Change each occurrence of "one point per instance" in the data below to "a single point for each instance" and reproduce every line with nothing else altered.
[START OF Materials provided]
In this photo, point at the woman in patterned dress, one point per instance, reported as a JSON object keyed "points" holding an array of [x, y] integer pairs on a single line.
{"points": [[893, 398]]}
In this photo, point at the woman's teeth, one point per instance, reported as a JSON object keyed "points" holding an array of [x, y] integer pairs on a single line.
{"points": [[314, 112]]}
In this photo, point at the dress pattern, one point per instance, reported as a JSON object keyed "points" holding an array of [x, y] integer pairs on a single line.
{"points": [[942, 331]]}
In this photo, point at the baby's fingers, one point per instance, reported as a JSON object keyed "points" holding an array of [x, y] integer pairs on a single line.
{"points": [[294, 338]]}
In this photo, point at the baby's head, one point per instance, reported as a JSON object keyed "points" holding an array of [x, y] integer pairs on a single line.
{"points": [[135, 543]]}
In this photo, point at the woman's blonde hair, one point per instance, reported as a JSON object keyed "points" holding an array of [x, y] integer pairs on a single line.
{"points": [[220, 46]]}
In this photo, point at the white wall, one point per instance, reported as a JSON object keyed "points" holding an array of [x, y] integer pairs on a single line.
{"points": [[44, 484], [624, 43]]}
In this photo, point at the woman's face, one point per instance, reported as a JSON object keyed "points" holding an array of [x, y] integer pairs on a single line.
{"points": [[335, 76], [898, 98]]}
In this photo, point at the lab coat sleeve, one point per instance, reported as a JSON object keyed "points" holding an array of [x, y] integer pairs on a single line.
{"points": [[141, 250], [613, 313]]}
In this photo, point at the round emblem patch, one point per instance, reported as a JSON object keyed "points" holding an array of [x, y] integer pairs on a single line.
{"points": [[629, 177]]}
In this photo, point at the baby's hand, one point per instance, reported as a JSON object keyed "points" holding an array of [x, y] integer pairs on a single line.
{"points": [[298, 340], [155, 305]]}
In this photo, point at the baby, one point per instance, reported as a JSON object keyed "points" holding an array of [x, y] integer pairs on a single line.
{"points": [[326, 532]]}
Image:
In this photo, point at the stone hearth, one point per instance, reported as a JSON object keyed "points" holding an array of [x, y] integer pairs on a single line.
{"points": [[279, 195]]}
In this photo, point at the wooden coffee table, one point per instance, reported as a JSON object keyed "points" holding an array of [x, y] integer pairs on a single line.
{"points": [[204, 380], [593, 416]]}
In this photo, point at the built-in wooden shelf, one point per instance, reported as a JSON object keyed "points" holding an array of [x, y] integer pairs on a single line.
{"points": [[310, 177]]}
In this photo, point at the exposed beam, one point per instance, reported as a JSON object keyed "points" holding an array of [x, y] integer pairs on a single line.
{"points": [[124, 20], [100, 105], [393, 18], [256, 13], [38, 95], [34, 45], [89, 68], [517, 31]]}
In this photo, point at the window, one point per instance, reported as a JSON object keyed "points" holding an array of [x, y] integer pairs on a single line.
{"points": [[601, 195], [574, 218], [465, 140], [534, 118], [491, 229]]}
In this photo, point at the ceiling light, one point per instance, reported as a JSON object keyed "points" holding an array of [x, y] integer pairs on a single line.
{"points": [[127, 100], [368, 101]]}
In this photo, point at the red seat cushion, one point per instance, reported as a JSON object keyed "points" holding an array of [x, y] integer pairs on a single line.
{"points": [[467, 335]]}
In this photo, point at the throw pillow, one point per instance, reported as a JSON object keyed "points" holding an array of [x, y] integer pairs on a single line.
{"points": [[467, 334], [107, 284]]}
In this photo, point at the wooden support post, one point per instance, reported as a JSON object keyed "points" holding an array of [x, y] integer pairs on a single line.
[END OF Materials provided]
Complete output:
In this photo, point at the woman in patterned dress, a single point for each instance, reported as a JSON object keyed "points" holding an array of [x, y] integer pairs on a single line.
{"points": [[893, 398]]}
In this photo, point at the woman's teeth, a single point for each instance, reported as a JSON object keyed "points" holding an array of [x, y] integer pairs on a single line.
{"points": [[314, 112]]}
In this photo, point at the dress pattern, a single point for each instance, reported as a JSON object keyed "points" holding an array of [x, y] integer pairs on a single line.
{"points": [[942, 331]]}
In this photo, point at the baby's fingers, a single point for each instance, reported as a JSON object keyed "points" holding an array of [x, y] integer pairs on a single line.
{"points": [[294, 338]]}
In this photo, point at the baby's head, a single point for each instance, reported as a JSON object keyed "points" holding an array of [x, y] integer pairs on a single line.
{"points": [[135, 543]]}
In this photo, point at the woman's blonde hair, a single point for each instance, reported as a JSON object keyed "points" holding an array of [x, y] integer pairs on a single line.
{"points": [[220, 46]]}
In this photo, point at the white wall, a single point for each instance, reported as a JSON object keyed "points" holding an array of [x, y] integer pairs on a single line.
{"points": [[44, 484], [624, 43]]}
In this photo, point at the woman's face, a single point for each instance, reported as a JSON object keyed "points" holding an array of [x, y] integer pairs on a single line.
{"points": [[335, 76], [898, 98]]}
In this photo, point at the lab coat sleeve, a single point for each instance, reported as a JSON object keyed "points" holding an array of [x, y] integer pairs on a single line.
{"points": [[141, 250], [613, 313]]}
In this photo, point at the round emblem patch, a single point for each instance, reported as a JSON object keyed "points" holding an array of [x, y] integer pairs on a single line.
{"points": [[629, 177]]}
In this photo, point at the baby's hand, a single point for each instance, reported as a JSON object keyed "points" holding an array of [x, y] integer pairs on a single line.
{"points": [[298, 340], [155, 305]]}
In this photo, point at the baby, a single point for each instance, reported as a JSON object keyed "points" holding an array of [x, y] integer pairs on a single line.
{"points": [[326, 532]]}
Image:
In this photo, point at the stone hearth, a single point for each instance, reported as a JSON object keyed "points" holding an array of [x, y] integer pairs on a single line.
{"points": [[279, 195]]}
In this photo, point at the wooden coffee table, a single point for each instance, reported as a JSON object keyed "points" holding an array of [x, y] integer pairs on a single line.
{"points": [[204, 380], [593, 416]]}
In this photo, point at the built-in wooden shelf, a single point for each instance, reported as a JSON object keyed "points" holding an array of [x, y] integer pairs on a single line.
{"points": [[310, 177]]}
In this photo, point at the exposed beam, a single point for each instance, reported as a JSON object keyed "points" holding an array of [x, y] integer pairs on a single line.
{"points": [[124, 20], [100, 105], [393, 18], [256, 13], [38, 95], [34, 45], [89, 68], [517, 31]]}
In this photo, point at the window, a single point for each instance, reported as a JSON object keyed "points" holding an array of [x, y] integer pairs on a single line.
{"points": [[601, 195], [574, 218], [465, 140], [534, 118], [491, 229]]}
In this photo, point at the ceiling light, a single point for each instance, reported as a JSON object keyed "points" holding an array of [x, y] integer pairs on a single line.
{"points": [[127, 100], [368, 101]]}
In this photo, point at the red seat cushion, a single point for each instance, reported as a JSON object keyed "points" holding an array of [x, y] integer pairs on a single line.
{"points": [[467, 335]]}
In this photo, point at the throw pillow, a single point for each instance, reported as a JSON object keyed "points" holding an array of [x, y] integer pairs on a single line.
{"points": [[467, 334], [107, 284]]}
In this photo, point at the wooden support post, a single point for each instance, reported as a JSON object keyed "points" holding an array of [x, y] integer pairs on a single line.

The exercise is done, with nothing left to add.